Set task — How many lines in the material below contain the string "banner", counting only matches with the same letter case? Reply with the number alone.

Information shown —
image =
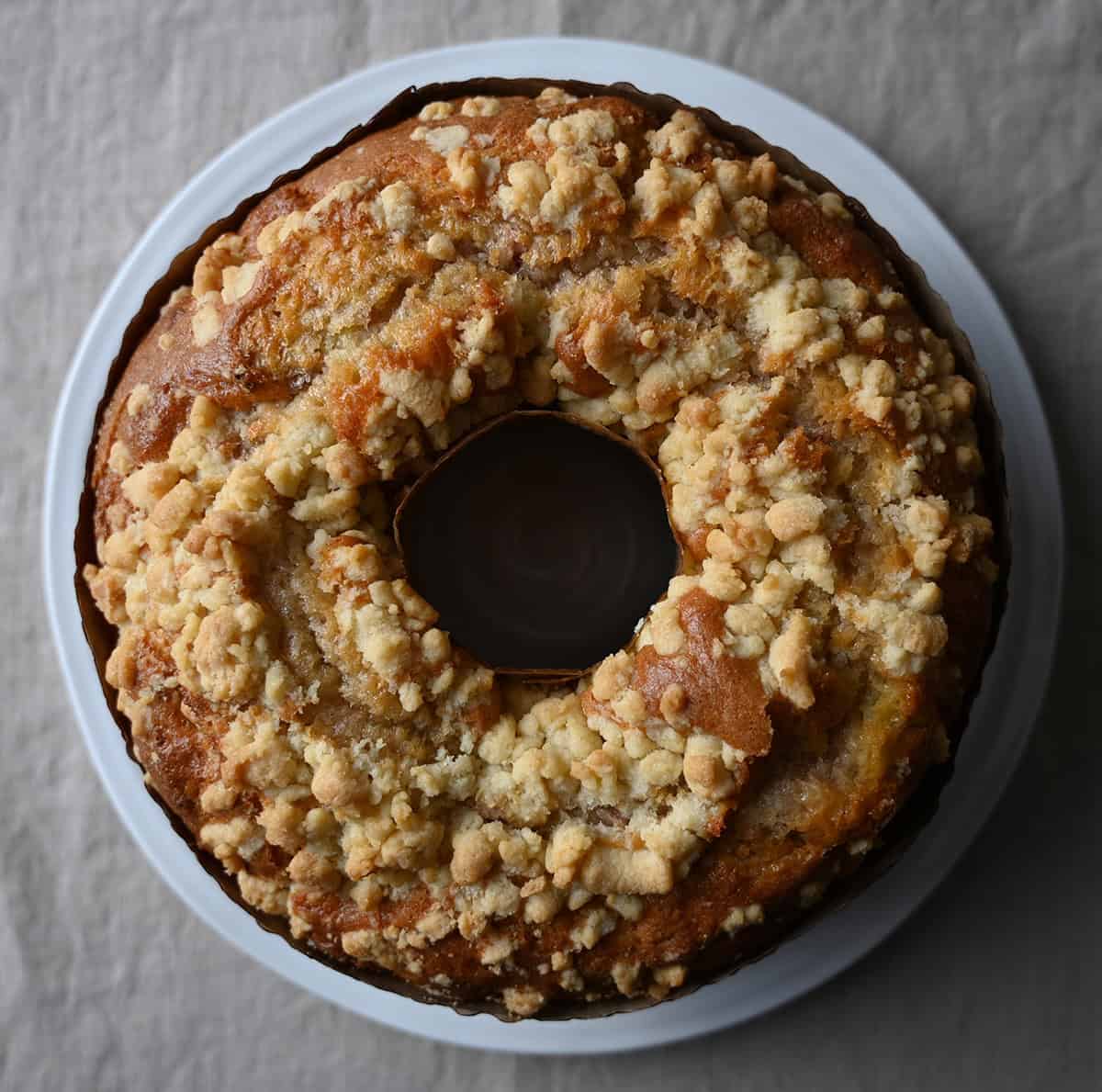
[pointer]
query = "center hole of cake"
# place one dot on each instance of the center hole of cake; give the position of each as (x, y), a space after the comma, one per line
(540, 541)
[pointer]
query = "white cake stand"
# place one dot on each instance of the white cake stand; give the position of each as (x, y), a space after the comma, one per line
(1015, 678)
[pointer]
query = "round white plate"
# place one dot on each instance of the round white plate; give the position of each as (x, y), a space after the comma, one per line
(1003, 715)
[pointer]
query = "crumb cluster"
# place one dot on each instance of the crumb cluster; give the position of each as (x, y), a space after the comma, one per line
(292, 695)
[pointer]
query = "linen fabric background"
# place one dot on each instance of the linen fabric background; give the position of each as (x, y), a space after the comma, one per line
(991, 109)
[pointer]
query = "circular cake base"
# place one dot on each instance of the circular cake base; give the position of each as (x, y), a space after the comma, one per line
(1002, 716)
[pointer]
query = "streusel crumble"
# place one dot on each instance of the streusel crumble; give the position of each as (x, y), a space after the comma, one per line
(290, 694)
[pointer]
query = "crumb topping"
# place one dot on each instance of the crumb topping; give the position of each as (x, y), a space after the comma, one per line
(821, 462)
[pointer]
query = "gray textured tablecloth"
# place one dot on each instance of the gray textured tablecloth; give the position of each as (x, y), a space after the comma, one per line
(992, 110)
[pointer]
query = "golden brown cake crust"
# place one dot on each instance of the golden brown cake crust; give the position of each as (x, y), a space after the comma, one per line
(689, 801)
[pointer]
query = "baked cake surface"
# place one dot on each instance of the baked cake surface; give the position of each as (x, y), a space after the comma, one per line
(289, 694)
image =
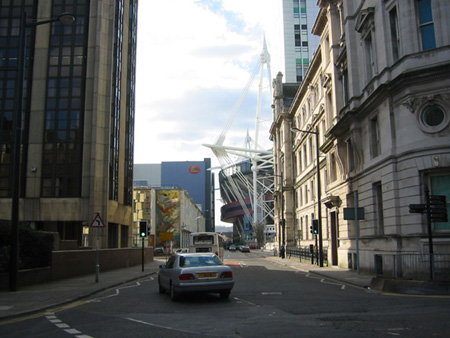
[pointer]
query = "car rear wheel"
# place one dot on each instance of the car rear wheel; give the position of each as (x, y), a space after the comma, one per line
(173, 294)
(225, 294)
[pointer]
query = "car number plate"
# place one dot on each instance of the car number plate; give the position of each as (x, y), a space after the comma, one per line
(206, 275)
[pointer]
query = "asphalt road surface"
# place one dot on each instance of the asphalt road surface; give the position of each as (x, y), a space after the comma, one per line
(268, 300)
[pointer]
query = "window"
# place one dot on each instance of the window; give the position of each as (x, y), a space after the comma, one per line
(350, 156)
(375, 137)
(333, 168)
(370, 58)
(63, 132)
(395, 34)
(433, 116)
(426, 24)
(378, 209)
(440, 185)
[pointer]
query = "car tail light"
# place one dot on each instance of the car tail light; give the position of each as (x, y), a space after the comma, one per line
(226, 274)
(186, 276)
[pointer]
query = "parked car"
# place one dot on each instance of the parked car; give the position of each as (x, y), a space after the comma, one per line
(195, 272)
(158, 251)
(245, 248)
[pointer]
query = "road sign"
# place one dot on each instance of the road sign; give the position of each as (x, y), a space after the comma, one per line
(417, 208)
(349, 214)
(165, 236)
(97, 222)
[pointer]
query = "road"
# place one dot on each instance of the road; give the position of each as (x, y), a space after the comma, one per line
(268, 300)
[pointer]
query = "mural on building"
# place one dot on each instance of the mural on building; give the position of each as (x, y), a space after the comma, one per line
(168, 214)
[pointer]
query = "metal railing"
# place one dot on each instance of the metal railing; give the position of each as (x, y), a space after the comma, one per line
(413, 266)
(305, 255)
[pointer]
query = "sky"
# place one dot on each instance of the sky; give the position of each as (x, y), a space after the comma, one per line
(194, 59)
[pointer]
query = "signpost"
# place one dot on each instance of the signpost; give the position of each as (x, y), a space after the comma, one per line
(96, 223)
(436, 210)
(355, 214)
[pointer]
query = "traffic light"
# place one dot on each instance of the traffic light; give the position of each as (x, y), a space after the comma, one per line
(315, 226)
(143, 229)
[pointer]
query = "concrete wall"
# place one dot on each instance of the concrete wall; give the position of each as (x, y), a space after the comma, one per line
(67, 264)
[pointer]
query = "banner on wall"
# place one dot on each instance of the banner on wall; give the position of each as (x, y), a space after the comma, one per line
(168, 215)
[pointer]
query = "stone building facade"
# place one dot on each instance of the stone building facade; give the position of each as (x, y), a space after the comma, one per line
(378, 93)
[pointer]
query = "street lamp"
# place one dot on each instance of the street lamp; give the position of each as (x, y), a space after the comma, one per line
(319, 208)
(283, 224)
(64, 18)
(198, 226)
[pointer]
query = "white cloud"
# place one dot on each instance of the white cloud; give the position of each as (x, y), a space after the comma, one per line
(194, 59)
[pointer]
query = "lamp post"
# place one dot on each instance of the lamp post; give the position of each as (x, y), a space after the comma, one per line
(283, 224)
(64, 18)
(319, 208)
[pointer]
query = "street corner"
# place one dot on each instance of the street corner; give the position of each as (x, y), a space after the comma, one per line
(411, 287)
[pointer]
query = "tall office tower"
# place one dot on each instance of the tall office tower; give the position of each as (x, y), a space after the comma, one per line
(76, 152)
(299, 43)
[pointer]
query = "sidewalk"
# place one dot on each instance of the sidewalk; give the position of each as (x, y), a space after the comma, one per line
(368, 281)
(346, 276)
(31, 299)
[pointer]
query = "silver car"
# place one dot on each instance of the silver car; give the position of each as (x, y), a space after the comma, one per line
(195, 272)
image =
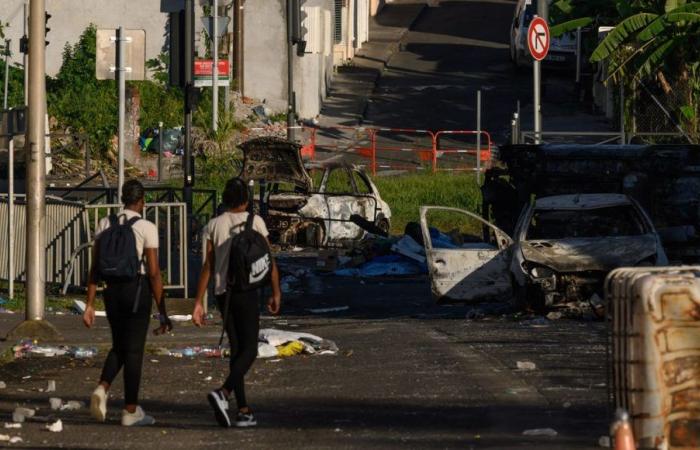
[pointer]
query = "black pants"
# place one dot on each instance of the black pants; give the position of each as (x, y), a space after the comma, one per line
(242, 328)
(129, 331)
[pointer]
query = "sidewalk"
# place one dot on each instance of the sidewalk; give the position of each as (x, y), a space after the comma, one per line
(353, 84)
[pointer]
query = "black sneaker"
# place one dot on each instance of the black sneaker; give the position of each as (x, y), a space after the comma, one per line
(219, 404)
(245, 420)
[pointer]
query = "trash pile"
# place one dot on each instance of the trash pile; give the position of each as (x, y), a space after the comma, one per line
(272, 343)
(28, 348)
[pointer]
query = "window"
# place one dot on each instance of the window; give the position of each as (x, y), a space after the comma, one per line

Solution below — 2